» Your instructions
Leave out the images; return the rest of the data exactly.

*** Information provided Section Begins ***

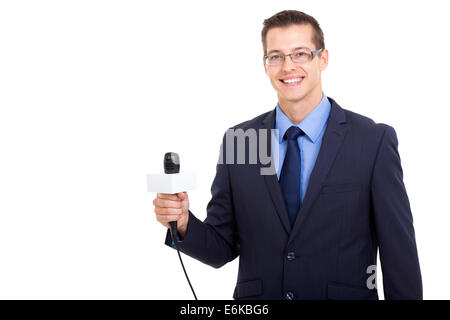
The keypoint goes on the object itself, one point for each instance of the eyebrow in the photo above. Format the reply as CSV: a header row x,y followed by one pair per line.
x,y
272,51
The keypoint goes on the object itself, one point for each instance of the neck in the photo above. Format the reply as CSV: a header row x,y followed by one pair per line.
x,y
296,111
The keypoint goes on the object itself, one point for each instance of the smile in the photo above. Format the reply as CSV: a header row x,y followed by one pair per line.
x,y
293,82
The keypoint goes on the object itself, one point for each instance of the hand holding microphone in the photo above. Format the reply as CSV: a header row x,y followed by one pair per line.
x,y
173,207
172,201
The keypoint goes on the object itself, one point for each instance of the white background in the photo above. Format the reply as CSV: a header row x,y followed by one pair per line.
x,y
93,93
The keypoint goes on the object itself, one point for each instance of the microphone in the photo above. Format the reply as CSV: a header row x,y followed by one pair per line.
x,y
171,166
172,182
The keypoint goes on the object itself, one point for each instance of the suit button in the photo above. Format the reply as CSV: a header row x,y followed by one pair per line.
x,y
289,295
291,256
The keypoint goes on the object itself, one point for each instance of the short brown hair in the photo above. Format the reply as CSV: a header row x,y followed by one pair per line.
x,y
287,18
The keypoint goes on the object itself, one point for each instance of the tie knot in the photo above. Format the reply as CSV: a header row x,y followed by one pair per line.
x,y
293,133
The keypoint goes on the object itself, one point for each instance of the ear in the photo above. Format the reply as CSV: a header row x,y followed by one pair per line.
x,y
323,59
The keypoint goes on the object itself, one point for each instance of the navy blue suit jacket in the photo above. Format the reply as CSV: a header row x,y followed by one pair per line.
x,y
355,203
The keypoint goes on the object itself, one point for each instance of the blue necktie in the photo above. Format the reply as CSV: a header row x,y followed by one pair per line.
x,y
290,173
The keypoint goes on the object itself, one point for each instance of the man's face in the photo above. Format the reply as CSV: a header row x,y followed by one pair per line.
x,y
284,40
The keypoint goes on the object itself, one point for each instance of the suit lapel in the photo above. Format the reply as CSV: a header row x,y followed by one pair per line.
x,y
331,143
271,180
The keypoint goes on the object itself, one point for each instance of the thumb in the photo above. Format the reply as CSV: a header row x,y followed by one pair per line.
x,y
182,195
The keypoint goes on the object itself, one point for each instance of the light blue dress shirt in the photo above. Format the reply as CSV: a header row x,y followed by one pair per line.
x,y
313,126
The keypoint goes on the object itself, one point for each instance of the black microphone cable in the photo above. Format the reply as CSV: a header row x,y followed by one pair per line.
x,y
173,233
172,166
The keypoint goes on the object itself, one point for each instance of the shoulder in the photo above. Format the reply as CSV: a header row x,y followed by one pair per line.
x,y
255,122
363,125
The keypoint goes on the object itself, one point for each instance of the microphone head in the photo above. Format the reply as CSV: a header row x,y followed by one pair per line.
x,y
171,163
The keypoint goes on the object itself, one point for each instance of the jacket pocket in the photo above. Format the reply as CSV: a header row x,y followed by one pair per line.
x,y
337,291
248,289
344,187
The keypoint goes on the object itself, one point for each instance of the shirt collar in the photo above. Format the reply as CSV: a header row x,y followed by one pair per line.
x,y
313,123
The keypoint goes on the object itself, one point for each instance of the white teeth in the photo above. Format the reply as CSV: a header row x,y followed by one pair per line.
x,y
292,80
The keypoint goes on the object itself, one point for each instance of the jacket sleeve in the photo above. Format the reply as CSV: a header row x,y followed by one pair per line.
x,y
214,240
394,223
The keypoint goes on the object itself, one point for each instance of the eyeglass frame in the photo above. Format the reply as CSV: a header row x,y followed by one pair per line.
x,y
314,53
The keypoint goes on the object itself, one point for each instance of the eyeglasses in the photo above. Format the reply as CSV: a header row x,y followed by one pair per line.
x,y
298,56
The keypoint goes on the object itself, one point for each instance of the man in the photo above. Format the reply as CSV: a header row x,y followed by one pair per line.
x,y
310,229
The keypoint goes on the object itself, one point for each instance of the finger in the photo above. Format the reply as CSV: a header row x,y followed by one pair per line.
x,y
168,211
167,196
164,203
167,218
182,195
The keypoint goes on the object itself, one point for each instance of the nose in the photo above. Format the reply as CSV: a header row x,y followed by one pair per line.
x,y
288,64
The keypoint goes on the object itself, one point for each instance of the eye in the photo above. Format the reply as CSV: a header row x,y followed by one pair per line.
x,y
300,54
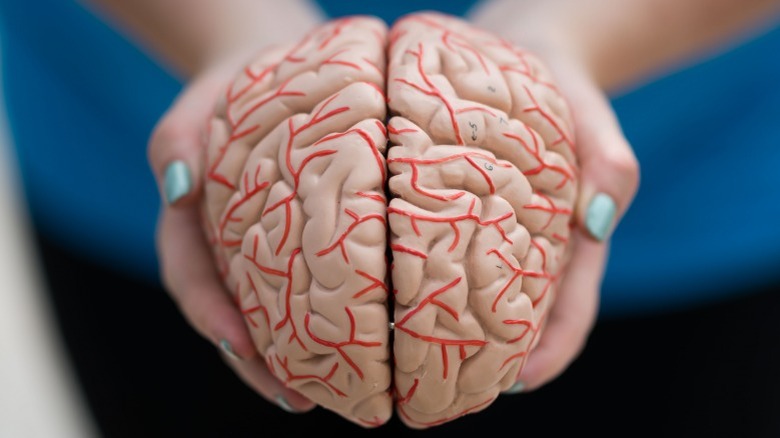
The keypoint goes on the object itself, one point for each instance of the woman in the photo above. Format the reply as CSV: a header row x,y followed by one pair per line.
x,y
685,307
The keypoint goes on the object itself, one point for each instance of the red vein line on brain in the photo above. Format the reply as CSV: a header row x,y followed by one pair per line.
x,y
339,346
453,220
357,220
402,401
369,141
563,137
467,156
432,91
229,214
292,377
288,289
566,175
517,272
235,126
375,283
432,299
551,208
316,118
259,307
448,39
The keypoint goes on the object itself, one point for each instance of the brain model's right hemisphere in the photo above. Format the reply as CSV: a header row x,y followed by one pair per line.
x,y
391,210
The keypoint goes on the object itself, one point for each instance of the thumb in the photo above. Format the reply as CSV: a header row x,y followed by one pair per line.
x,y
176,150
609,169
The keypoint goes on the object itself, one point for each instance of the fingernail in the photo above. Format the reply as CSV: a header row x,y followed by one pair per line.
x,y
282,402
178,181
517,388
600,214
228,349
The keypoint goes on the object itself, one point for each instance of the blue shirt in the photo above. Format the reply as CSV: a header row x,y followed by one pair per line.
x,y
82,101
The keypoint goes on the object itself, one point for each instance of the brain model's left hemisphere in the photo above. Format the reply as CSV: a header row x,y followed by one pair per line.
x,y
296,213
457,233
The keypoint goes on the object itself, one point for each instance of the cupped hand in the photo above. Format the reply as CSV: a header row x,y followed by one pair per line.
x,y
609,179
176,152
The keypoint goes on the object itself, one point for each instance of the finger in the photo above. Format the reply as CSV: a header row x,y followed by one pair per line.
x,y
255,374
177,146
571,319
191,278
609,171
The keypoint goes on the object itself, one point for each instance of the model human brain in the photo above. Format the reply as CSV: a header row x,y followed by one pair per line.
x,y
391,209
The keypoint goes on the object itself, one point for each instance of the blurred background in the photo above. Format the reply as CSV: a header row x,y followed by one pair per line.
x,y
90,344
39,394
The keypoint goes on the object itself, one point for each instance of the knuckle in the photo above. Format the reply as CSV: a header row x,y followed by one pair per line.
x,y
624,164
169,131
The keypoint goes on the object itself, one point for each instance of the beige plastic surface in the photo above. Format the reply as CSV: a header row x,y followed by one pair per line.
x,y
421,176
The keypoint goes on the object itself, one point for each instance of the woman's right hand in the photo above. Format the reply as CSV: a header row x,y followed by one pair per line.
x,y
176,152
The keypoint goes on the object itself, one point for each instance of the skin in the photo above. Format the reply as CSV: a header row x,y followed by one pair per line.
x,y
587,64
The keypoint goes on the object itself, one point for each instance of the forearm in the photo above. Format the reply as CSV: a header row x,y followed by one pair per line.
x,y
622,42
187,35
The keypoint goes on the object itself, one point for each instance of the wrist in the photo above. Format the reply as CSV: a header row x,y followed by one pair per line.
x,y
544,29
241,28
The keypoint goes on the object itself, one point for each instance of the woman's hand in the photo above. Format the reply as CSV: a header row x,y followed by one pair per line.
x,y
176,152
609,178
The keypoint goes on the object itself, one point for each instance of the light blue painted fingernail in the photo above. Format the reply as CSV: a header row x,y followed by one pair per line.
x,y
178,181
282,402
517,388
600,214
228,349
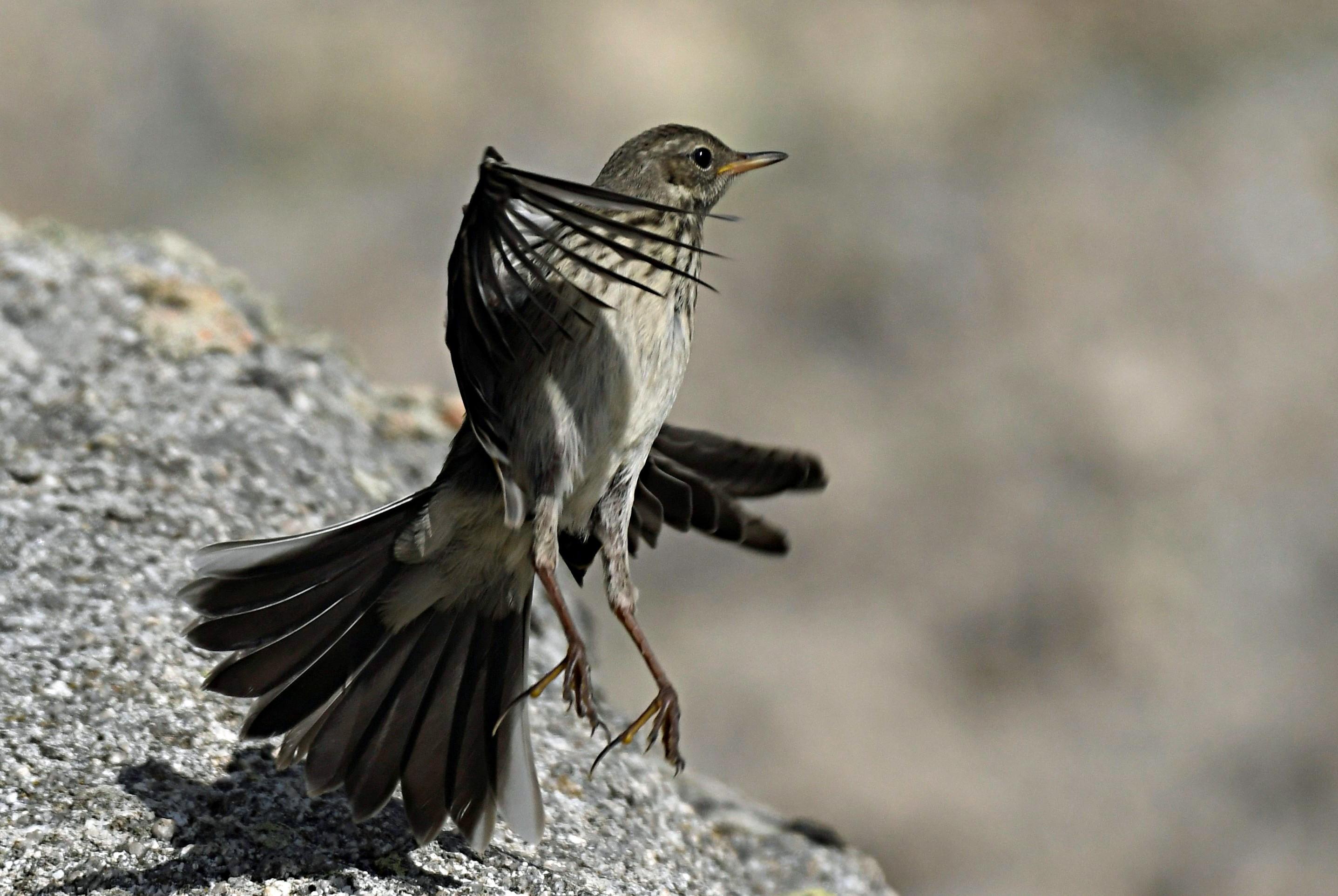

*** Information provided Section Ends ***

» Response
The keypoint goes on the object itself, one point for each instance of the eyebrow in the photo above. Format the reply as CSV: a header row x,y followed by one pair per line.
x,y
272,51
The keypoint goes on the object itself, one point for each instance of the neck in the photo above. Format the reply as CSV: a header row x,y followed by one pair per line.
x,y
296,111
The keypoint goes on the object itself, one point for each instance of the smile in the photo above. Format the reply as CSV: a header row x,y followed by one pair per line.
x,y
293,82
The keypoint goes on the object itself, one point for each instance of the hand holding microphone in the photo above. Format the reply as CSV: a header row x,y followed by one pair per line.
x,y
173,207
172,201
The keypoint goes on the object itself, one point for each instance of the white background in the photo above. Format the reply as CSV: a header row x,y followed by one pair per line.
x,y
93,93
The keypoint goes on the object itself, one point for each instance of the microphone in the photo above. Format the reply as CSV: a header row x,y followed by one pair per line.
x,y
171,166
172,182
The keypoint goes on the object itself, one point for each instance of the suit button in the photo above. Format the reply as CSV: a header row x,y followed by one pair per line.
x,y
289,295
291,256
The keypoint goes on the object itself, one point for each instance of the short brown hair in the photo above. Format the reply as CSV: a header row x,y followed by one pair per line.
x,y
287,18
The keypoint goes on the object itself, one point for each instance of the tie knot in the photo above. Format the reply as CSV: a header row x,y followed by one pair per line.
x,y
293,133
The keypoint goes on the object itself, one point for each instance of the ear in the photo above. Format the reply as CSV: a header row x,y followed by one pair per line.
x,y
323,59
The keypoint goes on the object itself, one point for each instance of the navy blue suit jacket in the photo above. Format the reply as CSV: a header row x,y followed by one pair per line.
x,y
355,203
The keypoint goes on the object itself, one point for each instance of the blue necktie in the photo above. Format the reply as CSV: a header row x,y followed by one pair per line.
x,y
290,173
The keypoint goes on the object itself, one point for each instance of the man's face in the photo above. Format the reply as CSV: a header row x,y followed by one pair per line.
x,y
284,40
The keypoint goes on the object itself, one point for each instance of the suit lapel in the photo above. Format the reply as CSV: a header row x,y followed by one pair per line.
x,y
331,143
271,180
The keypoint goes on the object itself, one point for each instance of the thumb in the photo above. Format the reply as CSV: a header row x,y followed by one pair per line.
x,y
182,195
The keypoint goes on the object itself, one point for each instance of the light blue dress shirt in the photo above. Format the reply as CSV: a header row x,y followed by one pair per line.
x,y
313,126
The keypoint goes on the object itself, one point for each instance of the black microphone cable in the photo above. Format the reply as CSV: a header row x,y followed by one pair per line.
x,y
173,233
172,166
The keypoint goes on the object itself, one point for each instance of the shoulder in the photo above. Format the reply as CSV: a header row x,y followed by one pair per line.
x,y
255,122
363,125
The keypoint goes on the object itself, one point for each instance of the microphone head in the photo above. Format the reply as CSV: a header row x,y followed by one pair per line.
x,y
171,163
The keypoint goes on the object itself, one point for each instance of the jacket pocket in the photo above. Format the reply as CSV: a header row x,y followed by one pair per line.
x,y
337,291
248,289
344,187
The keypoint goes on the object itself, one point for each instance of the shirt collar in the photo above. Format the reply as CSV: a header row x,y followed by one pair per line.
x,y
313,123
The keypoint goes on the object itself, one point for each instance of the white teeth in the photo above. Format the reply as CSV: a header row x,y followed by one pair per line.
x,y
292,80
The keypoint goes on the object itself, one point for each instance of the jacket sleeve in the photo above. Format the reply as CSV: a header row x,y followed by one pair per line.
x,y
214,240
394,223
The keypoint goes on the object itself, one point for each instance of the eyeglass frame in the photo above. Format the reply as CSV: a header row x,y followed by one pair per line.
x,y
314,53
The keypoint goes on the object itself, one point for each instance of the eyeglasses in the photo above. Format the reply as CSV: a header row x,y followed by one pair per line.
x,y
298,56
The keypoint goes on the object itself, one point for each instance of the man in the photo above. Format the reply as CSV: a header row x,y followed by one pair per line.
x,y
310,229
The keypoint goes on the object itself, one point for each instance of the finger in the photo above. Format the reply as CSV: a header row x,y followed by one pair per line.
x,y
168,211
167,196
164,203
167,218
182,195
The keypoint goes on the object itself, one point for each instance of the nose in the photo above. Format the reply as CSV: a header row x,y followed by one pair per line.
x,y
288,64
The keypoint goes on the object itself, one point for each instance of the eye in the photo above. Format the reply as CSV: a header row x,y followed by one pair per line.
x,y
300,54
The keypoint goes on the object itself, one point for each instance of the woman in the photo above. Format the reply as CSV: a header row x,y followed by one pair per line.
x,y
685,307
The keypoint goes on the object itself, one point for each instance of the red vein line on brain in the photo above. Format the reply as CSV: a header row x,y followed by one pair per line.
x,y
339,346
453,220
357,220
402,401
369,141
563,137
467,156
432,91
229,214
292,377
288,289
566,175
517,272
235,126
375,283
432,299
551,208
316,118
259,307
448,39
The keypoint goes on the object itself, one point for each instance of the brain model's right hemisphere in the photo above. Format the reply as CSV: a header row x,y followed by one pair per line.
x,y
391,210
The keypoint goes on the object itself, one point for each instance of the thumb in the photo above. Format the reply as CSV: a header row x,y followed by one pair per line.
x,y
176,150
609,169
The keypoint goes on the object itself, one point for each instance of the fingernail in the photo above. Format the reply as CSV: a header row x,y followed by one pair per line.
x,y
282,402
178,181
517,388
600,214
228,349
The keypoint goes on the object itself, one point for each instance of the blue shirt in the photo above. Format the reply as CSV: a header row x,y followed by one pair per line.
x,y
82,101
The keypoint goes on the object itself, one point for each instance of the brain model's left hemisphere in the photo above. Format the reply as CSV: a header row x,y followed by one pair per line.
x,y
296,213
457,233
The keypoint goes on the object itself, one point for each instance of the cupped hand in the photo above. Format the reply as CSV: a header row x,y followed by one pair per line.
x,y
609,179
176,152
The keypoint goes on the object itself, one point for each instance of the finger in the photo above. Format the reply as CSV: a header row x,y followed by one pair per line.
x,y
255,374
177,146
571,319
191,278
609,171
The keypoint goes on the object itself, one point for each instance of the model human brain in the photo above. Format the reply as CSV: a header row x,y followed by one pair per line.
x,y
391,209
The keypoint goes on the object itself, one point for each instance of the blurred background in the photo above. Format the reply as CSV: a header row x,y followed by one pair per line.
x,y
90,344
39,394
The keypoint goes on the object itself, one point for each instance of the knuckle in the photo above. Format the reply as CSV: a header row x,y followed by one pair per line.
x,y
624,164
169,131
The keypoint goes on the object itself, one point for each instance of the beige plastic surface in the photo above. Format the reply as CSV: a header row x,y followed by one pair per line.
x,y
421,176
The keypoint goes on the object itself, one point for each instance of the woman's right hand in the photo above. Format the reply as CSV: a header row x,y followed by one pair per line.
x,y
176,152
The keypoint goes on the object itself, one point for each instance of the skin in the photo above. Format the reply as CSV: a header row x,y followed by one pair per line.
x,y
587,64
The keypoint goes on the object itself, one point for each instance of the forearm in the photo above. Format the reply as CSV: a header row x,y followed by one pair per line.
x,y
622,42
187,35
The keypoint goes on the object itself, one point for each instance of the wrist in the photo above. Format the reply as CSV: a header row x,y followed by one pair per line.
x,y
544,29
241,28
The keypoint goes on the object itself, one point for each instance of the woman's hand in the photo above. Format the reply as CSV: a header row x,y followed by one pair per line.
x,y
176,152
609,178
The keypoint goes on the object itself, one point for each instance of the light blue painted fingernail in the photo above. Format the reply as CSV: a header row x,y followed by one pair per line.
x,y
178,181
282,402
517,388
600,214
228,349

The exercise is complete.